*** Exercise materials ***

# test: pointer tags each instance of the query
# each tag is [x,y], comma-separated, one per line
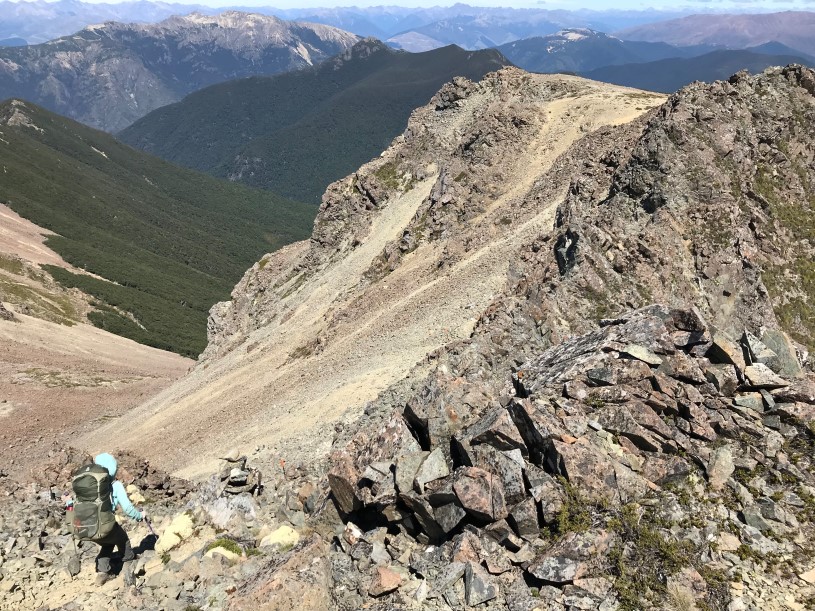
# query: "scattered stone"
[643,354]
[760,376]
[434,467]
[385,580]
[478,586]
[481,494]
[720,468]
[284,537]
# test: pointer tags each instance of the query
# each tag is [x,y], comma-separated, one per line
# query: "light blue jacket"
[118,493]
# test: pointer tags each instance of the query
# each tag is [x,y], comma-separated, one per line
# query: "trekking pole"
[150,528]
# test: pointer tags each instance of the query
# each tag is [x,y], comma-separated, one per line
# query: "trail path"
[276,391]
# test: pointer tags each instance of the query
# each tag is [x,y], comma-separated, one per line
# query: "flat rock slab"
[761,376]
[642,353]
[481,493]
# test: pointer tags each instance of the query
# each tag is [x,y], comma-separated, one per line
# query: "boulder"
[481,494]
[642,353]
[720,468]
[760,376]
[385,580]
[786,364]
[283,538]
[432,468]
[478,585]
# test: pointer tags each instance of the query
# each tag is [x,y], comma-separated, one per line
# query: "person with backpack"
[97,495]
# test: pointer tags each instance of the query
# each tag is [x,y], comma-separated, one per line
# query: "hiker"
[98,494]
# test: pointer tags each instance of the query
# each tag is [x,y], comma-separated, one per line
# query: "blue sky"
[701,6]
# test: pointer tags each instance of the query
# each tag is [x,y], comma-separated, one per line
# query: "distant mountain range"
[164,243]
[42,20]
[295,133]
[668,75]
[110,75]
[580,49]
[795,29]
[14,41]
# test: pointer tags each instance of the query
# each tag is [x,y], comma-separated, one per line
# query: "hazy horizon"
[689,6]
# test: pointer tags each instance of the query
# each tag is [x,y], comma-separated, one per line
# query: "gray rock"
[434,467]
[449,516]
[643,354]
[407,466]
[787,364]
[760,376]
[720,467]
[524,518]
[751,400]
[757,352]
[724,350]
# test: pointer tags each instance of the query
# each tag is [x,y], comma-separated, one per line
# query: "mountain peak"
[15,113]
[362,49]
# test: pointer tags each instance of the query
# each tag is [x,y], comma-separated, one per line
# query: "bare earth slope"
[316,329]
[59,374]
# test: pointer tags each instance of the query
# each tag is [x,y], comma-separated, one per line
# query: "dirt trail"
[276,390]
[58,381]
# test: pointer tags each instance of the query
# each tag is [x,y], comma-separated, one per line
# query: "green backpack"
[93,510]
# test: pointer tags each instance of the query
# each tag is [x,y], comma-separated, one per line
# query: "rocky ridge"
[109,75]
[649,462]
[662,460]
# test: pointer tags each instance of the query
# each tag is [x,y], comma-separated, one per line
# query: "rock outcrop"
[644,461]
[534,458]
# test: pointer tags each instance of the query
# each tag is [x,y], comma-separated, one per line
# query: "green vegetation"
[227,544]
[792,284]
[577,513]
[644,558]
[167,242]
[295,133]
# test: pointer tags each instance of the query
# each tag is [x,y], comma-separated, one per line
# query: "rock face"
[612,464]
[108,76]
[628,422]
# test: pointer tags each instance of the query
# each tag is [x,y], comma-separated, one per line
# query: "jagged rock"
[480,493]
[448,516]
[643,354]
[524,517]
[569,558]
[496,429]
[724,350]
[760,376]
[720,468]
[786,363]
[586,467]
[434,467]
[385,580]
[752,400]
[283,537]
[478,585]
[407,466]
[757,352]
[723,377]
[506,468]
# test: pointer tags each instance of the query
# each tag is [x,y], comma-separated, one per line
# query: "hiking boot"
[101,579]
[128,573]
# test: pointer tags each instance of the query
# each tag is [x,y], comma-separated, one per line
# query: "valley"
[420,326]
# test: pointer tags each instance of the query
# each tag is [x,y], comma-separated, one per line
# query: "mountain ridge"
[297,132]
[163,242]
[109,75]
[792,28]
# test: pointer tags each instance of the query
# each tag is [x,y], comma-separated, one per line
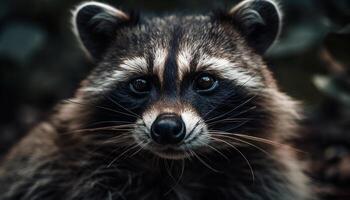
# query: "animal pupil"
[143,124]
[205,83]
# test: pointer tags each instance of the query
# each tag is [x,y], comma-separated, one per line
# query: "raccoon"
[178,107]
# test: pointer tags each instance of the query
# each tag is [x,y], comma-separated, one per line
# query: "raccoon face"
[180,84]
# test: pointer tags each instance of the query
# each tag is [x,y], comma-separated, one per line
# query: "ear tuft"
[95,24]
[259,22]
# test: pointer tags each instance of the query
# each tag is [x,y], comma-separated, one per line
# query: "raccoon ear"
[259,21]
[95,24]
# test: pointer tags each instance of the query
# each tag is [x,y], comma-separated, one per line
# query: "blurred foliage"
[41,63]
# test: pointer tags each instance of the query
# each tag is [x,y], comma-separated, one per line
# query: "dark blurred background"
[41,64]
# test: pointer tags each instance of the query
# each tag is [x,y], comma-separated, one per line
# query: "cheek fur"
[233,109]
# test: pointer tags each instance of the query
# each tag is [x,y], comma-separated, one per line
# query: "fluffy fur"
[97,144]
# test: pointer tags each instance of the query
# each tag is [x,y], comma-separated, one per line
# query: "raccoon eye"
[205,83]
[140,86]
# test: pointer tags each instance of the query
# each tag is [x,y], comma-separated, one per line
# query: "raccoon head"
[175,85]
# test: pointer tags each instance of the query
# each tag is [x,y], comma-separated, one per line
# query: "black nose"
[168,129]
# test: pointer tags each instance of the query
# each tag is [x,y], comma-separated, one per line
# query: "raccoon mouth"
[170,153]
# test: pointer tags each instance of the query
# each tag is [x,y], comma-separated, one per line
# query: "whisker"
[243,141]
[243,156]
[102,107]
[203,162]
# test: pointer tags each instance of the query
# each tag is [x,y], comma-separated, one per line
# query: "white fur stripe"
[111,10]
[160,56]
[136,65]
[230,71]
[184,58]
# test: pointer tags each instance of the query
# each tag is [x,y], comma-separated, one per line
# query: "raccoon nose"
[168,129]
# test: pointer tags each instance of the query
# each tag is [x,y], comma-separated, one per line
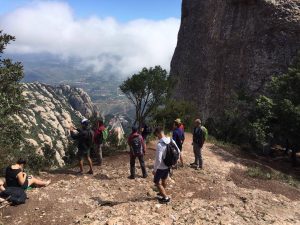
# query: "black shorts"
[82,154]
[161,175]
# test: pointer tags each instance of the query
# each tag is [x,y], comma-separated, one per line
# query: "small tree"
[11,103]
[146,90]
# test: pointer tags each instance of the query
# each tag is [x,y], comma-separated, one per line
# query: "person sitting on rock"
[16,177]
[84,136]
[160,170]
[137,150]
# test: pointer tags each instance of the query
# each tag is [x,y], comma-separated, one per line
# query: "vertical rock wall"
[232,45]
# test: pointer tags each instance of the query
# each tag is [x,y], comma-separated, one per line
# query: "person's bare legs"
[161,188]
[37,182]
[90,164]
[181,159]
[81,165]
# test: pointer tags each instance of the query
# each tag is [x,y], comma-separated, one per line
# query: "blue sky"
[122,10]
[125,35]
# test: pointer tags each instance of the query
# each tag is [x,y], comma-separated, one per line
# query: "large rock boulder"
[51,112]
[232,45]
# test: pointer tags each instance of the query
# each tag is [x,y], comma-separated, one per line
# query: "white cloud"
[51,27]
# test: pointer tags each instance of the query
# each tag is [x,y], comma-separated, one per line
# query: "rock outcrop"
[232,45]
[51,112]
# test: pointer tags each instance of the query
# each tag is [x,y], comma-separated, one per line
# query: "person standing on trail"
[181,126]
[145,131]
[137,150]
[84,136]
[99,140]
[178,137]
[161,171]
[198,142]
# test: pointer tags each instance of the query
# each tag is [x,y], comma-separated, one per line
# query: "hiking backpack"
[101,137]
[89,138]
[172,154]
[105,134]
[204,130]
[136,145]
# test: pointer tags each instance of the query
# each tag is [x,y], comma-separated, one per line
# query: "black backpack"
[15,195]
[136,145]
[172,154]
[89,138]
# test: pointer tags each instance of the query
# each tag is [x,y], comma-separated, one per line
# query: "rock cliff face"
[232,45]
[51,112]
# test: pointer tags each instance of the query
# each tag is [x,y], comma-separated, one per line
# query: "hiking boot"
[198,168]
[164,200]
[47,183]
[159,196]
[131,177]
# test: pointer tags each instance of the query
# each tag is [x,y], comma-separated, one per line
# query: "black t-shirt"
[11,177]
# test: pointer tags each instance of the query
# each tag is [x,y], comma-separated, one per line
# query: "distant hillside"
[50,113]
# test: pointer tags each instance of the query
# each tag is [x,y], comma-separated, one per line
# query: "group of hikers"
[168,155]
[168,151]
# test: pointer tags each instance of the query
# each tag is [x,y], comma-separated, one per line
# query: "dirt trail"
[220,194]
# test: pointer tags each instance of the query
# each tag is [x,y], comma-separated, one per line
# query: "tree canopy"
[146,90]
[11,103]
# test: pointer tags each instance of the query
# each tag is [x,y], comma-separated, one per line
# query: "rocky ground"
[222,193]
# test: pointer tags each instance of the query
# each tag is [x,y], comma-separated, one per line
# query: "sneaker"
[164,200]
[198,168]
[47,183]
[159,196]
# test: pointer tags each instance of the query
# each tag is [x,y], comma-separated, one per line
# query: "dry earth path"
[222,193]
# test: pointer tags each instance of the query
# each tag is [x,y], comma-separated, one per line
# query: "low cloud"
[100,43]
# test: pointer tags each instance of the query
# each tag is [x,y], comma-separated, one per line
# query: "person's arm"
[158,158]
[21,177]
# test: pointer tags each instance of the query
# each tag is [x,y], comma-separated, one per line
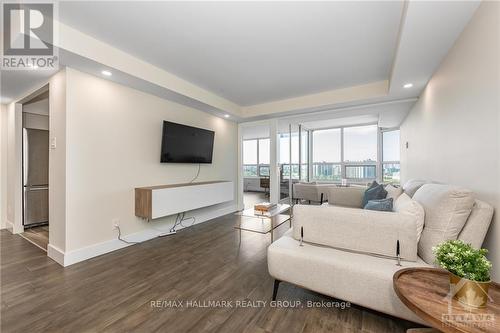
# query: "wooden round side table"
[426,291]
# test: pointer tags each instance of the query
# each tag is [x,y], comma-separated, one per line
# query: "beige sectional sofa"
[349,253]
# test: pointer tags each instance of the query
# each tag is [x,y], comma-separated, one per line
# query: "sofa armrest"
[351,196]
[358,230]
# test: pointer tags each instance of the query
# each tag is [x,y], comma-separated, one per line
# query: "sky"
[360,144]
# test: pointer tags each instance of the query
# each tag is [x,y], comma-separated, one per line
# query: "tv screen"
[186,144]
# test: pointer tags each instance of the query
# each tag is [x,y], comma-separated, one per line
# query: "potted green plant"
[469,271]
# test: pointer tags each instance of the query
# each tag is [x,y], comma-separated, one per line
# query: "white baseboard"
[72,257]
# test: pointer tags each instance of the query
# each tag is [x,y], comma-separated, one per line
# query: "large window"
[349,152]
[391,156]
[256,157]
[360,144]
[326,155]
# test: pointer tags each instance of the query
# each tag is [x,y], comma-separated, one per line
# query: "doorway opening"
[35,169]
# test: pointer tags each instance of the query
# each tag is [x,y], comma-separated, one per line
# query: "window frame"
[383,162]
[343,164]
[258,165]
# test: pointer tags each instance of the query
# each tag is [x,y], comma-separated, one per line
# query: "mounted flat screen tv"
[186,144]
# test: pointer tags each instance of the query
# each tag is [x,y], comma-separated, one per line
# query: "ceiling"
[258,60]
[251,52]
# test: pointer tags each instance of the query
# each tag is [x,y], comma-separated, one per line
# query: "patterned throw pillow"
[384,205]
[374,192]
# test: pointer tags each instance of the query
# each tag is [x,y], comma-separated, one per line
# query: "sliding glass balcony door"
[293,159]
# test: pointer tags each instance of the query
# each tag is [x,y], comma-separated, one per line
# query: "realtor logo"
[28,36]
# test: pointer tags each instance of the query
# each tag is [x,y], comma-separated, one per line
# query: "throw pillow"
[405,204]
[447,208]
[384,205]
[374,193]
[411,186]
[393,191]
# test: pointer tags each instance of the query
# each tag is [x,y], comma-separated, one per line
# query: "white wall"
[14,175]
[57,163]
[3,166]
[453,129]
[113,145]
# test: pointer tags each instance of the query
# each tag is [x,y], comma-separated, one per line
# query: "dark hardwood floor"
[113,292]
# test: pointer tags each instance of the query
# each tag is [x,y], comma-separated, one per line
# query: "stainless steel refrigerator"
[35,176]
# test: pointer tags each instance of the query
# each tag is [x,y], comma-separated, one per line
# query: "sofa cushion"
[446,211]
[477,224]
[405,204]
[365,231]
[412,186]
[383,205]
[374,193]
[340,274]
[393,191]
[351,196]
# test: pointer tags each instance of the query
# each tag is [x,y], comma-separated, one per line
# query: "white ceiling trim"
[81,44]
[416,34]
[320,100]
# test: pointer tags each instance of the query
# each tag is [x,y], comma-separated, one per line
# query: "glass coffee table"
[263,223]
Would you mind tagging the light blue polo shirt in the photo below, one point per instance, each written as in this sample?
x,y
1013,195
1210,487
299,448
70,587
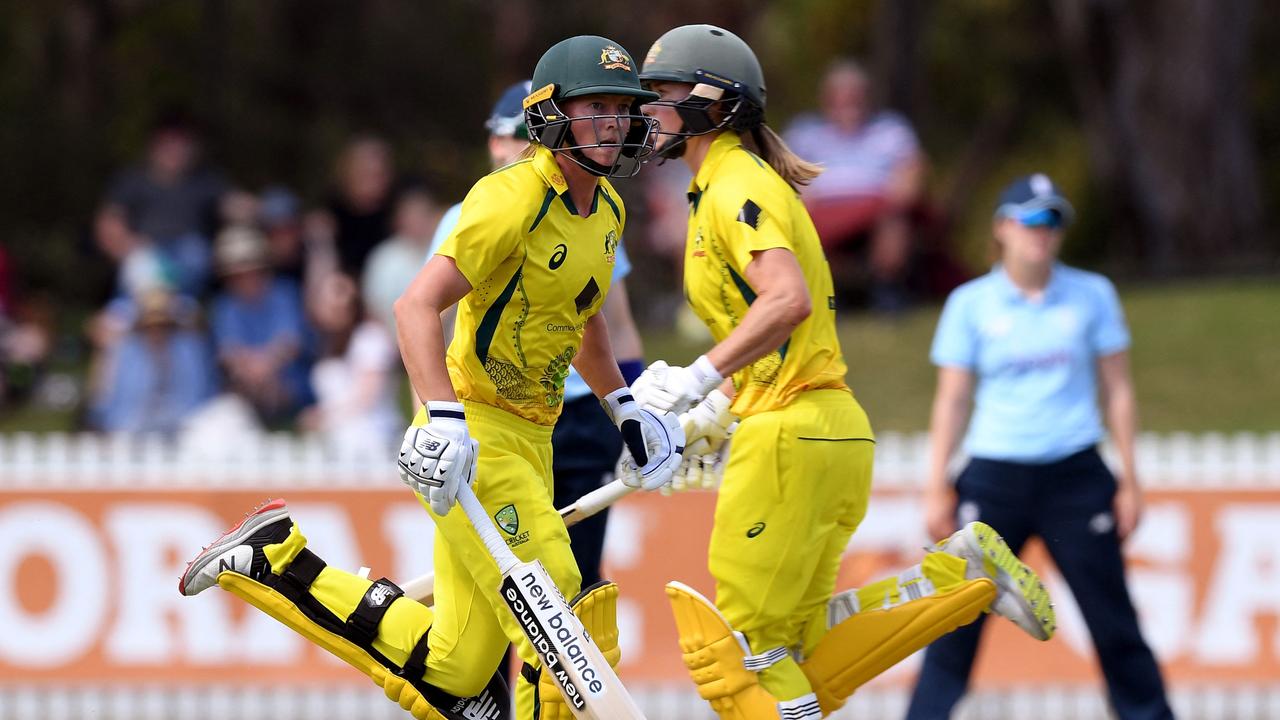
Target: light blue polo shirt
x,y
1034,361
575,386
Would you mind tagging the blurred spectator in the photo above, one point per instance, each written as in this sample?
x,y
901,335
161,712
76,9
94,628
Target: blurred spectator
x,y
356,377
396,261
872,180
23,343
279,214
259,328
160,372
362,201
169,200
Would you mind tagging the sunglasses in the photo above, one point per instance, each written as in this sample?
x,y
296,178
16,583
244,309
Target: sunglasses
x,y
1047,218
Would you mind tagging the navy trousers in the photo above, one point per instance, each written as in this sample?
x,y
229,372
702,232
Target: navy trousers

*** End of Exercise materials ***

A single integer is the expected output: the number of lines in the data that include the word "written".

-- Exercise response --
4